■ About this exercise ■
Find where "to locate emblem" appears in the records below, then return that line and every later line exactly, stopping only at the last line.

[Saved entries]

- - -

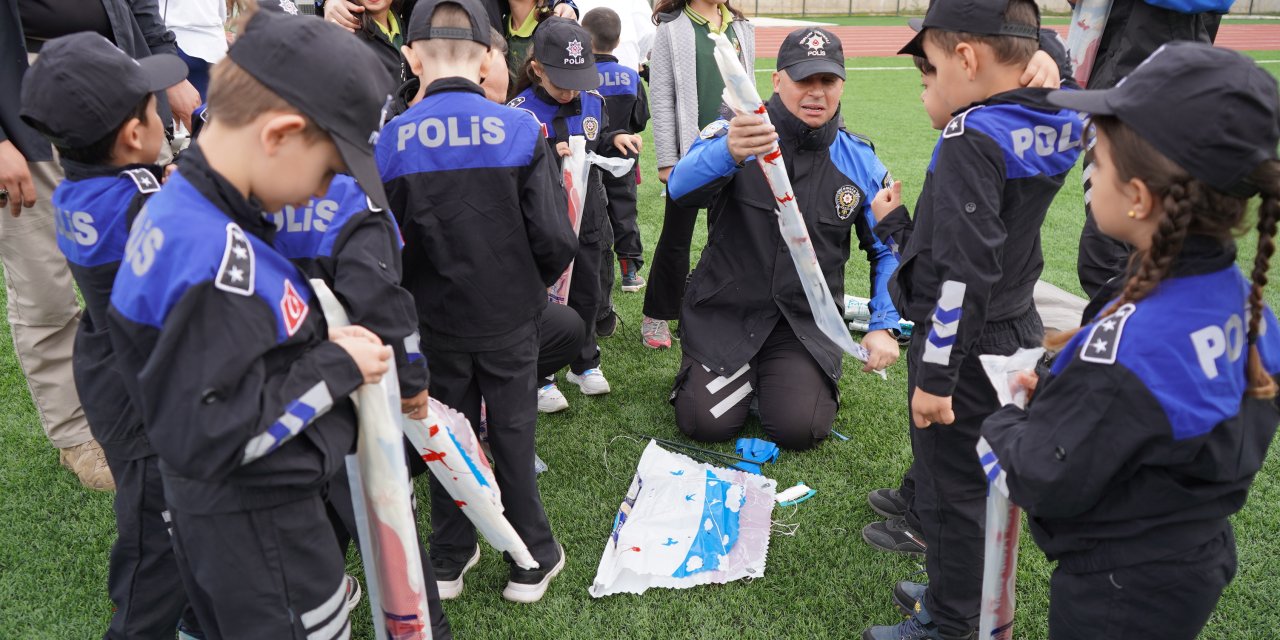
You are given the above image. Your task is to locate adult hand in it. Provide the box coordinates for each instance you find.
[402,389,430,420]
[860,329,901,373]
[871,180,902,223]
[911,387,954,428]
[657,166,673,184]
[552,2,576,18]
[0,140,36,217]
[324,0,363,32]
[166,80,202,133]
[1020,50,1061,89]
[612,133,643,156]
[726,113,776,165]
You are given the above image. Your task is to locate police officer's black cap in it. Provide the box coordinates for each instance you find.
[406,0,491,47]
[1049,42,1280,198]
[229,9,395,211]
[20,33,187,148]
[533,17,600,91]
[898,0,1040,58]
[777,27,845,81]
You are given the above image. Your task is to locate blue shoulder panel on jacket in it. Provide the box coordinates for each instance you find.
[376,92,541,181]
[829,132,889,203]
[110,173,314,344]
[929,104,1082,178]
[270,175,388,260]
[52,174,138,268]
[595,61,640,97]
[1053,267,1276,441]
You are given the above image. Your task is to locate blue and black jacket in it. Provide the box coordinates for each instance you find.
[875,88,1082,397]
[53,160,161,461]
[509,83,623,247]
[666,95,899,381]
[594,53,649,154]
[982,237,1280,573]
[108,146,362,514]
[271,174,427,399]
[377,77,576,350]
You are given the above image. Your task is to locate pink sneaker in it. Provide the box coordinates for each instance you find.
[641,317,671,349]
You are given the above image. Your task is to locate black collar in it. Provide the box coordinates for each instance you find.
[766,93,839,152]
[955,87,1059,115]
[59,158,160,183]
[595,53,619,64]
[1170,234,1237,277]
[177,145,276,242]
[423,77,486,99]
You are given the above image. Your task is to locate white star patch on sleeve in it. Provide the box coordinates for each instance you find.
[215,223,255,296]
[1080,303,1136,365]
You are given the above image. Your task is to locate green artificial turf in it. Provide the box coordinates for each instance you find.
[2,54,1279,639]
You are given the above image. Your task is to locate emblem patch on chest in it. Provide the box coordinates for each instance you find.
[583,116,599,141]
[835,185,862,220]
[280,279,309,338]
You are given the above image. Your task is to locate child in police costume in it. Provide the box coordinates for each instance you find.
[582,7,651,300]
[982,43,1280,640]
[107,8,396,638]
[19,32,192,640]
[863,30,1079,561]
[863,0,1082,637]
[509,16,644,401]
[664,27,902,451]
[376,0,577,603]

- - -

■ Solution to this problem ■
You are given the above image. Your task is to locate emblem patch on chest in it. Provide the box coordinates for each instance you find.
[583,116,599,141]
[835,185,862,220]
[280,279,309,338]
You are given the above image. Your task is to locate child in police costume in it. Provide the box coordinates for each instance you find.
[582,7,651,300]
[982,43,1280,640]
[107,8,396,638]
[19,32,192,640]
[863,30,1079,561]
[863,0,1082,637]
[509,16,644,401]
[664,27,902,451]
[376,0,577,603]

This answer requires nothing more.